TASK STATEMENT:
Go through the listing and return every line with "wicker" in it.

+ + + + +

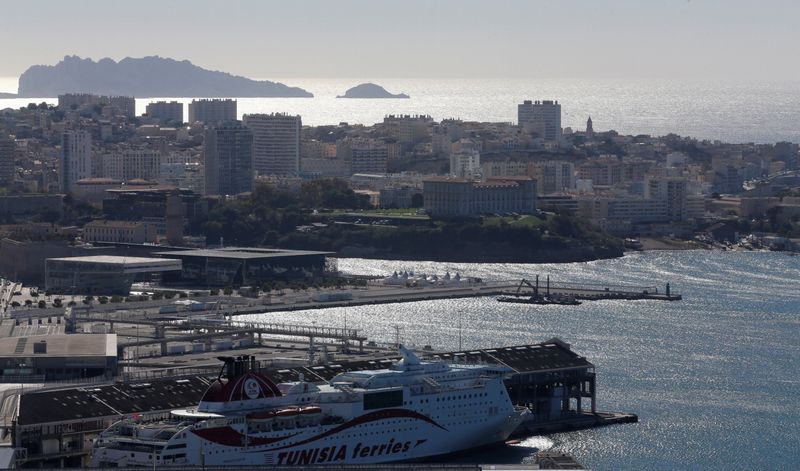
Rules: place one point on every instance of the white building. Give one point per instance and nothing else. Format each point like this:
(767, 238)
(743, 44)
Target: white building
(76, 158)
(165, 111)
(555, 176)
(673, 191)
(212, 111)
(276, 143)
(7, 151)
(130, 164)
(465, 164)
(363, 155)
(541, 117)
(189, 175)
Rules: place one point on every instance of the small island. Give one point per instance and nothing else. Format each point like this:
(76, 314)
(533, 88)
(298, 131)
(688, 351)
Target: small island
(370, 90)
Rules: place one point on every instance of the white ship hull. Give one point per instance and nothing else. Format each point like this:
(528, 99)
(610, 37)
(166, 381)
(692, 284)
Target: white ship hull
(438, 410)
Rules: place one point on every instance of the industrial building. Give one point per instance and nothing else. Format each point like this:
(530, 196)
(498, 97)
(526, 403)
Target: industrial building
(102, 274)
(242, 266)
(557, 383)
(58, 357)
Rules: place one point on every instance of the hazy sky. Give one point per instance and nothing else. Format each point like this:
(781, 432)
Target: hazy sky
(417, 38)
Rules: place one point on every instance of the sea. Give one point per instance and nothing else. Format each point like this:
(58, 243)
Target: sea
(733, 110)
(713, 378)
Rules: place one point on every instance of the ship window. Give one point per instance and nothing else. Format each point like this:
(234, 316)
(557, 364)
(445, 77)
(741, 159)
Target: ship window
(383, 399)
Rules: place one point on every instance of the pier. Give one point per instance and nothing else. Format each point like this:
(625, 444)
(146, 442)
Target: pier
(553, 381)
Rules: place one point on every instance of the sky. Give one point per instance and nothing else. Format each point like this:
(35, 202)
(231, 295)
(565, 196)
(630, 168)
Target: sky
(266, 39)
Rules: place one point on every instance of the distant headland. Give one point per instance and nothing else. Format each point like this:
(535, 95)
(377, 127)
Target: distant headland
(370, 90)
(146, 77)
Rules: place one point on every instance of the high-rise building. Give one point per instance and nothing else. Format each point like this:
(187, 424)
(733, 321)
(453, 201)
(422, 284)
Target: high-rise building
(465, 163)
(130, 164)
(212, 112)
(76, 158)
(228, 156)
(166, 111)
(7, 150)
(672, 190)
(363, 155)
(541, 117)
(123, 105)
(276, 143)
(556, 176)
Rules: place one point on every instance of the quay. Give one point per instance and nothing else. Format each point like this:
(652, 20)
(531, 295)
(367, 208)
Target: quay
(554, 382)
(375, 293)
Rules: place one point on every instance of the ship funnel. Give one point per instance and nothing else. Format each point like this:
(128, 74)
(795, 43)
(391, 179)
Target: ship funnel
(409, 357)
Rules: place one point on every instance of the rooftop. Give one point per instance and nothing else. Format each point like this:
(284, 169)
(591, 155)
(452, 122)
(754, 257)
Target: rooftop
(117, 260)
(72, 345)
(243, 253)
(167, 394)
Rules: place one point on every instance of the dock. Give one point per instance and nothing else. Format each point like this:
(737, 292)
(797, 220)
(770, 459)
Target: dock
(554, 382)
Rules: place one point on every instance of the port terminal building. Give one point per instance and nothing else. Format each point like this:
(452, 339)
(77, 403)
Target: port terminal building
(556, 383)
(58, 357)
(234, 266)
(103, 274)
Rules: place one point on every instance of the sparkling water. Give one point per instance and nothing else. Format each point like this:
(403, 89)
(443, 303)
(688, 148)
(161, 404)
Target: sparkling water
(731, 111)
(713, 377)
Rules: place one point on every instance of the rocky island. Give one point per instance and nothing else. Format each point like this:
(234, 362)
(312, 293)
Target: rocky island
(149, 77)
(370, 90)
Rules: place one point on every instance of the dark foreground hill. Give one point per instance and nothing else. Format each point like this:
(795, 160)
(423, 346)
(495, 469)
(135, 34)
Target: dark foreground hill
(151, 76)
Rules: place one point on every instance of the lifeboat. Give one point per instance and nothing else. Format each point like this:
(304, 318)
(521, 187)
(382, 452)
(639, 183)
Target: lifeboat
(310, 415)
(287, 417)
(266, 416)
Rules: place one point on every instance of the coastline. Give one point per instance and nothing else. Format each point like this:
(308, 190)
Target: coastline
(570, 255)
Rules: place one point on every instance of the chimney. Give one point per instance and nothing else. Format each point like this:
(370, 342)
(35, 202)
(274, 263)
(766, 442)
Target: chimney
(40, 347)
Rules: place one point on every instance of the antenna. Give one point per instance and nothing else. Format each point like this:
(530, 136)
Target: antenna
(396, 335)
(459, 329)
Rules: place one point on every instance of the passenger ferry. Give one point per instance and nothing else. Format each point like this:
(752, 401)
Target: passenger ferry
(413, 410)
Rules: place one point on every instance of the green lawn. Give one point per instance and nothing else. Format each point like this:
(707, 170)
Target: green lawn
(525, 220)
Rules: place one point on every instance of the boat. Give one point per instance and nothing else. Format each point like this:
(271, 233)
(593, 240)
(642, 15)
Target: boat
(536, 297)
(413, 410)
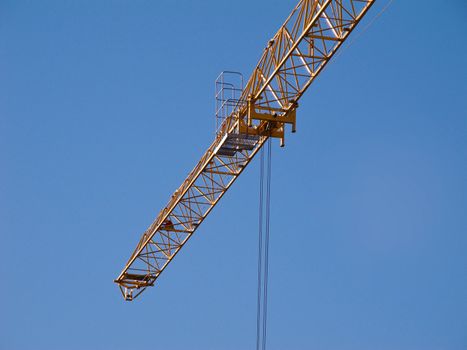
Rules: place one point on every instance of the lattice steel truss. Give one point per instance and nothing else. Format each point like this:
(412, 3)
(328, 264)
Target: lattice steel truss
(293, 58)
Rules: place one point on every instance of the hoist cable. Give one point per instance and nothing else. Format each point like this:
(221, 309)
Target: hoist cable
(263, 246)
(260, 248)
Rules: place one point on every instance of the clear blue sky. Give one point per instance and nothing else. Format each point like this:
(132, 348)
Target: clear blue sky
(106, 105)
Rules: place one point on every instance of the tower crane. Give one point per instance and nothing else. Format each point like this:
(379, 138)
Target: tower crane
(291, 61)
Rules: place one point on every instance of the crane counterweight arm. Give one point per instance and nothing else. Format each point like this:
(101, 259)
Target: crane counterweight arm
(291, 61)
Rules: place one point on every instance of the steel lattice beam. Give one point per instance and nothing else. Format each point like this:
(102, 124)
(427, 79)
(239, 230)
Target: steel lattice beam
(293, 58)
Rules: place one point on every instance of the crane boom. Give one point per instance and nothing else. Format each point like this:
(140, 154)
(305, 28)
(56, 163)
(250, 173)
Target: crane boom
(293, 58)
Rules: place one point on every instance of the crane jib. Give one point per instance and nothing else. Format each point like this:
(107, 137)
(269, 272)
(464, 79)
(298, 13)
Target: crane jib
(292, 59)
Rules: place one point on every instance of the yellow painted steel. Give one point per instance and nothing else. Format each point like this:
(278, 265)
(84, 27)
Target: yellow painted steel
(293, 58)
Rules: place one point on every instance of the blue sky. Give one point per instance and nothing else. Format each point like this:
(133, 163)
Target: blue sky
(105, 106)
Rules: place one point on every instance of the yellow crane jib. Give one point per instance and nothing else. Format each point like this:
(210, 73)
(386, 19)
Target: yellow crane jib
(292, 59)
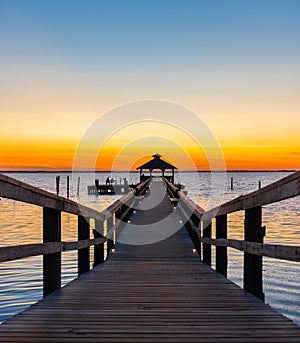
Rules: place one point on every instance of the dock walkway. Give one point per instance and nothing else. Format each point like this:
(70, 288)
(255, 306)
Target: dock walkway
(159, 292)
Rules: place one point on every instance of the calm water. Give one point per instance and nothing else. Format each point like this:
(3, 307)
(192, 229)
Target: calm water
(21, 280)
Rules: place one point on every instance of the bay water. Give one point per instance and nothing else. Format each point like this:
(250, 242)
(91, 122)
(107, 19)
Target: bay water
(20, 223)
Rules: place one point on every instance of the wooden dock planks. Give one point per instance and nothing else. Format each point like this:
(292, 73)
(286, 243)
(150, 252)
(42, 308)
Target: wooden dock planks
(152, 293)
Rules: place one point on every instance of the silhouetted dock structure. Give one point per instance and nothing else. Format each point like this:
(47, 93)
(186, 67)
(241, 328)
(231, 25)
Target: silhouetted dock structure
(158, 292)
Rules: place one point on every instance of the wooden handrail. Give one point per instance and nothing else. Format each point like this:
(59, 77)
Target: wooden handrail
(285, 188)
(253, 247)
(278, 251)
(14, 252)
(11, 188)
(52, 247)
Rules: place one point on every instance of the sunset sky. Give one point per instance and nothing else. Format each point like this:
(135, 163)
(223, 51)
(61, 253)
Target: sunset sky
(235, 64)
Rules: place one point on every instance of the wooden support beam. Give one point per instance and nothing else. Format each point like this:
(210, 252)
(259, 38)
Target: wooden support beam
(83, 254)
(98, 249)
(253, 263)
(51, 262)
(207, 247)
(221, 252)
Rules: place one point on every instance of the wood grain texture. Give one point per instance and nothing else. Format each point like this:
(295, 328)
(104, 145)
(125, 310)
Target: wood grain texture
(157, 292)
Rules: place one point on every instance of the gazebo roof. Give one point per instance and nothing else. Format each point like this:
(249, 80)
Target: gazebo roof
(156, 163)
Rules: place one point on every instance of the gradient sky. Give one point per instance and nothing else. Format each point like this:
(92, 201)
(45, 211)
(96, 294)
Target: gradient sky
(234, 63)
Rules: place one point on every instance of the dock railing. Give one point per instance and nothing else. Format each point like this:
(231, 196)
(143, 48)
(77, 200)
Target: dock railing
(199, 224)
(107, 226)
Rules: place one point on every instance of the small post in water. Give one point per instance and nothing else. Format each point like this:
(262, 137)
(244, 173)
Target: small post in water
(57, 184)
(68, 187)
(78, 185)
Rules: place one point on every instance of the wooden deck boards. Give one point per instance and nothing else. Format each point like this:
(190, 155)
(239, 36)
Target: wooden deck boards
(153, 293)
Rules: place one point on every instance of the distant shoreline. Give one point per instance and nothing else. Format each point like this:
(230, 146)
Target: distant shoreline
(135, 171)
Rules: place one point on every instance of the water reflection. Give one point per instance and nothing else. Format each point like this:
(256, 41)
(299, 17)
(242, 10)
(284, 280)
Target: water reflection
(21, 280)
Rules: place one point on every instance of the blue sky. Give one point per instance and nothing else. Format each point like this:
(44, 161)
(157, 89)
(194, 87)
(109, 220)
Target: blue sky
(235, 63)
(155, 34)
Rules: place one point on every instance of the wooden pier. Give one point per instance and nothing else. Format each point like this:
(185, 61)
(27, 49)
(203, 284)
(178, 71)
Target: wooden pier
(159, 292)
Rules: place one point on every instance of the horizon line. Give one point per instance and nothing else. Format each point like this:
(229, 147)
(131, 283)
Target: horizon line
(136, 171)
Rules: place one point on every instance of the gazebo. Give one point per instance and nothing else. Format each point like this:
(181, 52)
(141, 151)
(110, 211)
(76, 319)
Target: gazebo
(157, 164)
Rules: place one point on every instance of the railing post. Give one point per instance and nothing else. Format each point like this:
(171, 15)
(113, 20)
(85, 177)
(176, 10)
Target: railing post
(51, 262)
(221, 252)
(119, 223)
(110, 236)
(207, 247)
(253, 263)
(195, 234)
(83, 254)
(98, 249)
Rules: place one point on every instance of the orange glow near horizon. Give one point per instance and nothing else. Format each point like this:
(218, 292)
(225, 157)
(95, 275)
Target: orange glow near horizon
(59, 155)
(125, 150)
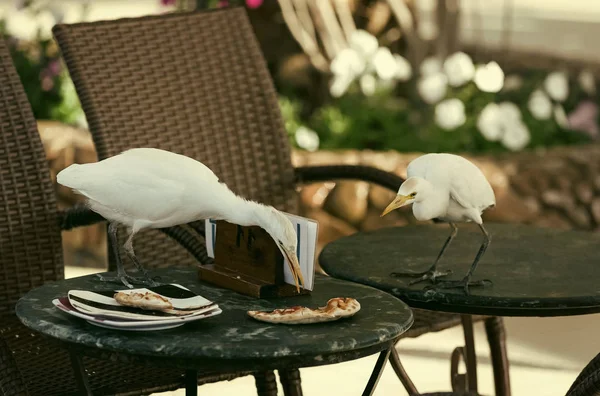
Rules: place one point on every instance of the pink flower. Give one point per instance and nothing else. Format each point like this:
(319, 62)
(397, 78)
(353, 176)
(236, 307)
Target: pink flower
(254, 3)
(47, 83)
(585, 118)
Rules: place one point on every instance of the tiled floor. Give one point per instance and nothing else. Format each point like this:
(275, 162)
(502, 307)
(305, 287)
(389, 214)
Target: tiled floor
(546, 355)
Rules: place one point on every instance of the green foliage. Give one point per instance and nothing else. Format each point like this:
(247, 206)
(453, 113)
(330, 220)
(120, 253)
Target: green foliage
(48, 87)
(398, 120)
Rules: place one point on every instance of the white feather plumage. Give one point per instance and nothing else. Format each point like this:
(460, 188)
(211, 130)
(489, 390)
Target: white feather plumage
(151, 188)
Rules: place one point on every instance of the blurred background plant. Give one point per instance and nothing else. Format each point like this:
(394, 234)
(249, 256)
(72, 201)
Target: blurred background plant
(365, 74)
(27, 28)
(426, 95)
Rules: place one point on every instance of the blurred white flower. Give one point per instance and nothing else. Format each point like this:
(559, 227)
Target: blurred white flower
(368, 84)
(450, 114)
(364, 43)
(512, 83)
(348, 62)
(560, 116)
(339, 84)
(503, 122)
(427, 29)
(516, 137)
(587, 82)
(539, 105)
(385, 64)
(426, 5)
(361, 60)
(489, 122)
(459, 69)
(403, 68)
(432, 88)
(489, 78)
(557, 86)
(429, 66)
(307, 138)
(510, 111)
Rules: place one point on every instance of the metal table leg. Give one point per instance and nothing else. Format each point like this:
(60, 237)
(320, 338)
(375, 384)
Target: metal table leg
(465, 382)
(377, 371)
(191, 383)
(266, 383)
(290, 382)
(401, 373)
(494, 328)
(80, 375)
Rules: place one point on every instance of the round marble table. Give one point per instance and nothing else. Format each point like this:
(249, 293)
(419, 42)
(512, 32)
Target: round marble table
(231, 341)
(535, 271)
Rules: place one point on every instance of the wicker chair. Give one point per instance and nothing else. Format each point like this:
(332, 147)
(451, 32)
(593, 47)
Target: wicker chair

+ + + + +

OUTPUT BELOW:
Rules: place one point on every instance of the wicker chair. Give one point per instance and nothing else. Format each point like this:
Target: wicker chair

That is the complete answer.